_Directive_
Output every line of the records below as a numbered list, omitting blank lines and leaving out the pictures.

Excerpts from a point labeling dataset
— start —

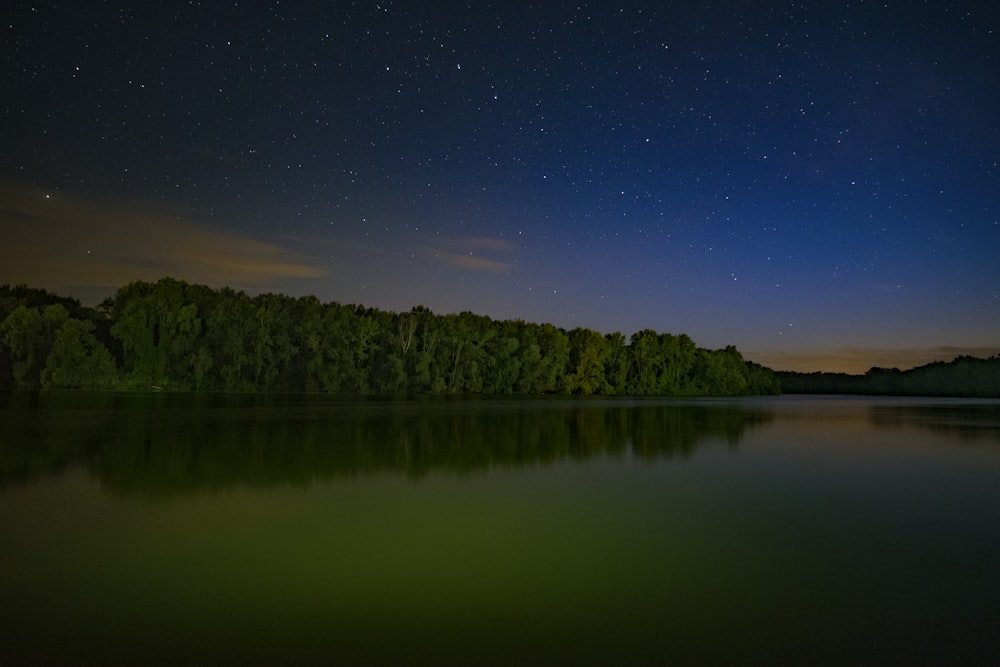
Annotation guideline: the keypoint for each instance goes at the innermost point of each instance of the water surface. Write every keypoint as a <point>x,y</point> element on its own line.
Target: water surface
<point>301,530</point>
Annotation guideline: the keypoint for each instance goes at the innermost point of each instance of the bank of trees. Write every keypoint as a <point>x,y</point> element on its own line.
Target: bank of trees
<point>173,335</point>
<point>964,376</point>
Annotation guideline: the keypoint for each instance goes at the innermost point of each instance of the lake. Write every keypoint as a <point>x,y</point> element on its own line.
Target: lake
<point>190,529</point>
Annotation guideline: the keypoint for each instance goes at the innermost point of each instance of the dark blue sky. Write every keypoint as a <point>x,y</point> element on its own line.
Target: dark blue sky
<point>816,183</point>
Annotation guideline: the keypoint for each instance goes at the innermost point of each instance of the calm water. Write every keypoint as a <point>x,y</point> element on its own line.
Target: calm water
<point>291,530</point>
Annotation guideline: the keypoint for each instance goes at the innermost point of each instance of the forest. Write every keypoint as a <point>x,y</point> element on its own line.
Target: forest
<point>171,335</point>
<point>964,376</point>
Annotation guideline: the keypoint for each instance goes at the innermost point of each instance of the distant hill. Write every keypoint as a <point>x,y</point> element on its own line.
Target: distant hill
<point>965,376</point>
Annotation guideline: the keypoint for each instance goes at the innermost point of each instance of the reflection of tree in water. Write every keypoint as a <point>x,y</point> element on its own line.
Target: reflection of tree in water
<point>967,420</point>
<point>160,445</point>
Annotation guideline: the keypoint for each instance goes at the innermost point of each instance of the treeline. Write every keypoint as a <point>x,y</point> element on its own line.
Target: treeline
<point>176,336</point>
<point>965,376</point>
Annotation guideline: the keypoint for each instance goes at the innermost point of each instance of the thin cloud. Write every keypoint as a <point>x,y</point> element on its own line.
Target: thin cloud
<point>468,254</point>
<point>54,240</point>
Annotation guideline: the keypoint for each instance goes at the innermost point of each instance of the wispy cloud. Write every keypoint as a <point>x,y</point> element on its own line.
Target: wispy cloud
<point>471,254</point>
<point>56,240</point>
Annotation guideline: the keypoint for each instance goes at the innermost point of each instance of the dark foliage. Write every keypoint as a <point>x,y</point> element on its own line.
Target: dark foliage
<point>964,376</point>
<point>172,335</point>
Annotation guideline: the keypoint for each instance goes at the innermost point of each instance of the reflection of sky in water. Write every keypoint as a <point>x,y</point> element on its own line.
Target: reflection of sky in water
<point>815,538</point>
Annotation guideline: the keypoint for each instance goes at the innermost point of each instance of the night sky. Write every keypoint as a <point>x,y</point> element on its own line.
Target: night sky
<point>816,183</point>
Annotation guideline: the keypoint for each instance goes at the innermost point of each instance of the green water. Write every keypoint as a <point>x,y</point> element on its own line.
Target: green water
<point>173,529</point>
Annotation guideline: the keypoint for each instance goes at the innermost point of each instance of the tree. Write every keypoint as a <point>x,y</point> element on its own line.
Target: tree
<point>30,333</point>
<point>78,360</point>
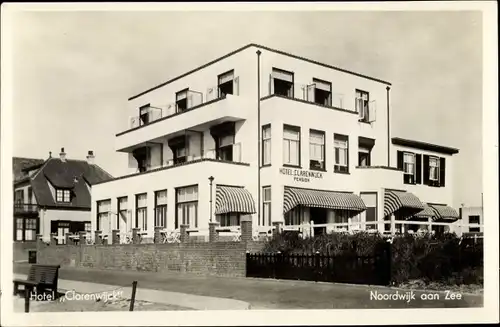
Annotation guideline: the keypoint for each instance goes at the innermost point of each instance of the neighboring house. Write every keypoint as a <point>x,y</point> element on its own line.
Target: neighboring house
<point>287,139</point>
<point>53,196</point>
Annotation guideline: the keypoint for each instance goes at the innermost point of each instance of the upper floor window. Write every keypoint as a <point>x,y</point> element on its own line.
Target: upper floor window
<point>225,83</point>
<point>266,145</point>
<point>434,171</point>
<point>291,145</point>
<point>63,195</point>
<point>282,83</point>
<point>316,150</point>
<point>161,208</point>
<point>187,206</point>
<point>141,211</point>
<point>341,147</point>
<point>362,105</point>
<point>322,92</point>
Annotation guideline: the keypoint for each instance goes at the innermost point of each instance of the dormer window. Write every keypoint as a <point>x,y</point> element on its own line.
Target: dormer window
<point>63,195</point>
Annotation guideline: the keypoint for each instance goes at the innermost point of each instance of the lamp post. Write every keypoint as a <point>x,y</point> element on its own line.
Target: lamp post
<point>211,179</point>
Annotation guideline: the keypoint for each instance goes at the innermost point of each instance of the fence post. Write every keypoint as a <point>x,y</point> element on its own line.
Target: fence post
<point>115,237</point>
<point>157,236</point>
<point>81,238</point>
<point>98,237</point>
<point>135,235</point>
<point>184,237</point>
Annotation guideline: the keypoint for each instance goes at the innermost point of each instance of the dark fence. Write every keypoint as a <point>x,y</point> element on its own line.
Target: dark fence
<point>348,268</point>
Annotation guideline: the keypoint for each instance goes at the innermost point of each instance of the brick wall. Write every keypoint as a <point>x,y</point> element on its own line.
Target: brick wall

— end —

_Output of the exercise_
1. Annotation guideline: the keypoint for each instance goes at the innermost point of each instance of the water surface. Write every keypoint as a <point>x,y</point> element on its own line.
2. Target: water surface
3. <point>301,530</point>
4. Annotation guideline: the keypoint for each instance goes at the innermost point of each instance of the bank of trees. Write every keypoint as a <point>x,y</point> element on its own line.
5. Target: bank of trees
6. <point>173,335</point>
7. <point>964,376</point>
8. Annotation guideline: the keypoint for each instance goes at the innermost point of each instance of the lake. Write every keypoint as a <point>x,y</point> element on its own line.
9. Target: lake
10. <point>190,529</point>
11. Annotation guideline: the keypoint for each instance goes at the innermost point of each instance of the dark blue sky. Write every keypoint as a <point>x,y</point> element on its own line.
12. Target: dark blue sky
13. <point>816,183</point>
14. Annotation guideline: the keypoint for each instance goes at the innermost point of each instance of the calm water. Write every keypoint as a <point>x,y</point> element on its own line.
15. Target: calm water
16. <point>291,530</point>
17. Annotation guideline: the keypoint for each instance goes at the innermost point of each instance of the forest. Write every keypoint as a <point>x,y</point> element on its own line.
18. Target: forest
19. <point>171,335</point>
20. <point>964,376</point>
21. Annotation guideline: the keypoint for each instance goes at the innermost point of each instance of the distant hill. Write every keypoint as a <point>x,y</point> element on its own line.
22. Target: distant hill
23. <point>965,376</point>
24. Annotation guideline: the keypoint for each instance goes at the innermost point of each instance of the reflection of tree in water. Write every keypoint as a <point>x,y</point> element on its own line.
25. Target: reflection of tree in water
26. <point>967,420</point>
27. <point>160,445</point>
28. Annotation guideline: the keypoint for each instance goes at the innermost point of each instance of the treeline. Write every keypoint as a <point>x,y</point> element on its own line.
29. Target: treeline
30. <point>176,336</point>
31. <point>965,376</point>
32. Annotation guideline: the keypoint for each instance goes at the innermost point of each instance of the thin cloud. Write every keypoint as a <point>x,y</point> element on its own line.
33. Target: thin cloud
34. <point>468,254</point>
35. <point>54,240</point>
36. Annotation guideline: the keypoint for each instance goes at the innermost point of each instance of the wispy cloud. Write every keypoint as a <point>x,y</point> element on its own line.
37. Target: wispy cloud
38. <point>471,254</point>
39. <point>56,240</point>
40. Annotation guideline: the keypoint for each instance goes at the innermost point of each instance of the dark foliage. Write every keypoint as a <point>x,y</point> element on its own line.
41. Target: dark foliage
42. <point>964,376</point>
43. <point>172,335</point>
44. Annotation guideline: the keypoint for each instance goes at the innermost point of each instance of the reflection of sky in water. Write every keypoint as a <point>x,y</point> element on its own line.
45. Target: reflection of sky in water
46. <point>815,538</point>
47. Annotation guideline: the keypoint for each instance goes at the innermost point of each instance of the night sky. Write every keypoint as a <point>x,y</point> element on its own line.
48. Target: night sky
49. <point>816,183</point>
50. Annotation guideline: the keypoint for each instance goes at the innermost point of each instance of the green water. Write every keypoint as a <point>x,y</point> element on its own line.
51. Target: green water
52. <point>173,529</point>
53. Annotation guideline: the keypoint for each instance goes at the innermost point of each instance of the tree. Write every keypoint as a <point>x,y</point> element on its own line.
54. Target: tree
55. <point>30,333</point>
56. <point>78,360</point>
57. Annotation guideline: the keypoint for each instance goes at the innermost point of each instance of the neighboring house. Write every keypoint as a <point>x,y</point> element on its own line.
58. Target: neighboring house
59. <point>287,139</point>
60. <point>53,196</point>
61. Annotation guideline: the keypoint for each instance goes at the innermost point of each instance of the upper floor window. Write every keypoint as a <point>x,y</point> element on its own line.
62. Target: upper floor window
63. <point>225,83</point>
64. <point>266,145</point>
65. <point>434,171</point>
66. <point>291,145</point>
67. <point>63,195</point>
68. <point>282,83</point>
69. <point>316,150</point>
70. <point>161,208</point>
71. <point>187,206</point>
72. <point>141,211</point>
73. <point>341,147</point>
74. <point>362,105</point>
75. <point>322,92</point>
76. Annotation guideline: the keypoint for each instance goes at the innermost point of each instance of the dormer window. Write every keypoint as a <point>x,y</point> element on its own line.
77. Target: dormer window
78. <point>63,195</point>
79. Annotation guideline: the keypoint for each instance goes at the innermost point of each instance of the lamp post. Write every keypoint as a <point>x,y</point> element on its own line.
80. Target: lamp post
81. <point>211,179</point>
82. Annotation guideline: the keypoint for each instance goes at the innermost point of each instance of the fence post. Write every keypoint as a <point>x,y</point> element on its own line.
83. Target: fence post
84. <point>115,237</point>
85. <point>157,236</point>
86. <point>81,238</point>
87. <point>98,237</point>
88. <point>135,235</point>
89. <point>184,237</point>
90. Annotation guideline: the keypoint for each instance goes at the innermost point of each instance of the dark fence. Write every keypoint as a <point>x,y</point> element on its own line.
91. Target: dark fence
92. <point>348,268</point>
93. Annotation guideline: the keypoint for each instance goes at the innermost point of each instance of the brick wall. Write every keypoint as a <point>x,y</point> element on its own line.
94. Target: brick wall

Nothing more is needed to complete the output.